### The task:
Counting task for the entries below: give the number of lines that contain the word "dense", with no other text.

### Records shown:
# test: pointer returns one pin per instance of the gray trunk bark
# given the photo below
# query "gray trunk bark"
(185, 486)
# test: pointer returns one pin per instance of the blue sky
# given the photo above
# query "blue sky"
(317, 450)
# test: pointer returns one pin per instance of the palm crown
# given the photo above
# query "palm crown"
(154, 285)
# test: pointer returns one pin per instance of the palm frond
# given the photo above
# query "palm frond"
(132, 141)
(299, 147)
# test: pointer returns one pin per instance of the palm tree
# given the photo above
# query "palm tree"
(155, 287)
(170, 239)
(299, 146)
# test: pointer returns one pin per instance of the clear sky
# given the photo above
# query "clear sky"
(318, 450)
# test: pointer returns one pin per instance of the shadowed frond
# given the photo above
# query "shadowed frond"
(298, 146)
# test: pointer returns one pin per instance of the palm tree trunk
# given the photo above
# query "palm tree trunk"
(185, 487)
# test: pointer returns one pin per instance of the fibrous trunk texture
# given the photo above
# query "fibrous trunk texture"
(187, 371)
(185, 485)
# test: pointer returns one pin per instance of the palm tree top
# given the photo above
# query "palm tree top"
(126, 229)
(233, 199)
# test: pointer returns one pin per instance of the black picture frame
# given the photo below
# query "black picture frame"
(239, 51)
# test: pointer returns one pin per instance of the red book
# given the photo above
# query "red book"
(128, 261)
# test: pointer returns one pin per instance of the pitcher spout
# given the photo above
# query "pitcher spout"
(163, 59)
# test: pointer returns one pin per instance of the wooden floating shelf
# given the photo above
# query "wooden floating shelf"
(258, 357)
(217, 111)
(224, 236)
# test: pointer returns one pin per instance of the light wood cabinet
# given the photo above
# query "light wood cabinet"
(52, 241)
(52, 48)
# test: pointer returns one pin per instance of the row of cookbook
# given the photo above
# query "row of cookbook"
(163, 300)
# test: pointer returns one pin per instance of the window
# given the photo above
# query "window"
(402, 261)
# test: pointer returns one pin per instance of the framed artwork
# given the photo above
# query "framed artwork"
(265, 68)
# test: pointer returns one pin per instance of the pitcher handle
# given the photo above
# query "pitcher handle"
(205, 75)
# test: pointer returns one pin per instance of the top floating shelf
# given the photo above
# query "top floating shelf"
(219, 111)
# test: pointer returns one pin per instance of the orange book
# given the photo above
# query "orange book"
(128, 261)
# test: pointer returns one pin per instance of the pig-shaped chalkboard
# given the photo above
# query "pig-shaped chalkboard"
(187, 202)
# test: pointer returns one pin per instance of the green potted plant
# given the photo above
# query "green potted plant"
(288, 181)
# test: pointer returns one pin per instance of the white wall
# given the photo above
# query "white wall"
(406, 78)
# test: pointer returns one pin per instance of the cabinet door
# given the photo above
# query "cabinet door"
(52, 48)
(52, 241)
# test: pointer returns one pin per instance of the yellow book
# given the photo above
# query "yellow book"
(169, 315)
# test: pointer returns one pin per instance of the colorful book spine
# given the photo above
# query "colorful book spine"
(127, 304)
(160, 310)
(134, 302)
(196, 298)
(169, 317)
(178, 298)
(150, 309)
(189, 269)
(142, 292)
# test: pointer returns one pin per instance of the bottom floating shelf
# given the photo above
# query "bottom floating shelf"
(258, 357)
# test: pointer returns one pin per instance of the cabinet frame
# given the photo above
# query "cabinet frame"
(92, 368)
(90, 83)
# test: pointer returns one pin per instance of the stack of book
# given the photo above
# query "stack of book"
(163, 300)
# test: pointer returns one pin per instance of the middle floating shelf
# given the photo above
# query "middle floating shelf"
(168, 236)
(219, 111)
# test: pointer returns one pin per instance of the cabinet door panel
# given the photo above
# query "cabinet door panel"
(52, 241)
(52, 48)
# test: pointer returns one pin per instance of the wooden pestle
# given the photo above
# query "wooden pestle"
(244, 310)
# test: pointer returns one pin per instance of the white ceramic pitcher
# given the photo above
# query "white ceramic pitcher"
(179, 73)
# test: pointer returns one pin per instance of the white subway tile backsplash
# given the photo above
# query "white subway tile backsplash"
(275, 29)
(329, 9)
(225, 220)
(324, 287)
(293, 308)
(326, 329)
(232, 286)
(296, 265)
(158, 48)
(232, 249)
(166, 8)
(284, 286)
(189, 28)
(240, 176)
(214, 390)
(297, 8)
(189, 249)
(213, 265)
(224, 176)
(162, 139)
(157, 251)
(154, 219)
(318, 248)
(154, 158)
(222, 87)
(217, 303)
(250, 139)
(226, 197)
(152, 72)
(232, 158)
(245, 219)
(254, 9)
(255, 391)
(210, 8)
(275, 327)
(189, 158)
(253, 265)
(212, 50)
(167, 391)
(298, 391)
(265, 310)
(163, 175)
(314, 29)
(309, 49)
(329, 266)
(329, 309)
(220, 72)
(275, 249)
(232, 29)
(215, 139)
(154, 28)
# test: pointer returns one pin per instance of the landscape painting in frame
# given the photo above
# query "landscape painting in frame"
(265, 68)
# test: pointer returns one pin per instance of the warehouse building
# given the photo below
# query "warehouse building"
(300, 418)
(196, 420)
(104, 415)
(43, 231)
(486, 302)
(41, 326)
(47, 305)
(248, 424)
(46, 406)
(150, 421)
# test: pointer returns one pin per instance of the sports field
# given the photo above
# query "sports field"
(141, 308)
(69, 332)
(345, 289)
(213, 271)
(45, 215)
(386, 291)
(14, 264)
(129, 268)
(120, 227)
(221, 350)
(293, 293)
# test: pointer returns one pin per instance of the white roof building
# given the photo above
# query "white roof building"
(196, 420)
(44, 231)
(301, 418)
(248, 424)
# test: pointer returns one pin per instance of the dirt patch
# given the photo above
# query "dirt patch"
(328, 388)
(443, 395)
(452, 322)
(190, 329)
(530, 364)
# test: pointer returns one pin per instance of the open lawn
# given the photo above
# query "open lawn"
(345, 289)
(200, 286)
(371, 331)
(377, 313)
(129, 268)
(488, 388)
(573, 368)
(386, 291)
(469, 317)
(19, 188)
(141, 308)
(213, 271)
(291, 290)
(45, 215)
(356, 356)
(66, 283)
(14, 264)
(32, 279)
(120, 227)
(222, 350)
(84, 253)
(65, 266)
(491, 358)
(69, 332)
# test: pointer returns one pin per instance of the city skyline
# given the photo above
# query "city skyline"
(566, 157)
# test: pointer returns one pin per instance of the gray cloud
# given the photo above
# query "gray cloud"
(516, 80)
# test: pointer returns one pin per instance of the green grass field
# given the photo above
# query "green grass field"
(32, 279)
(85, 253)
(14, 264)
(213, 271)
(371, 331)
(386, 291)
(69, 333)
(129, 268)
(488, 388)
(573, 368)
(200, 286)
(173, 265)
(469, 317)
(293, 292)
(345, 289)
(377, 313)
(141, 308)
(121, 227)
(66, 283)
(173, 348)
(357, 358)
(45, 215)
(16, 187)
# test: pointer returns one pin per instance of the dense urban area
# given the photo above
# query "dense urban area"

### Solution to the problem:
2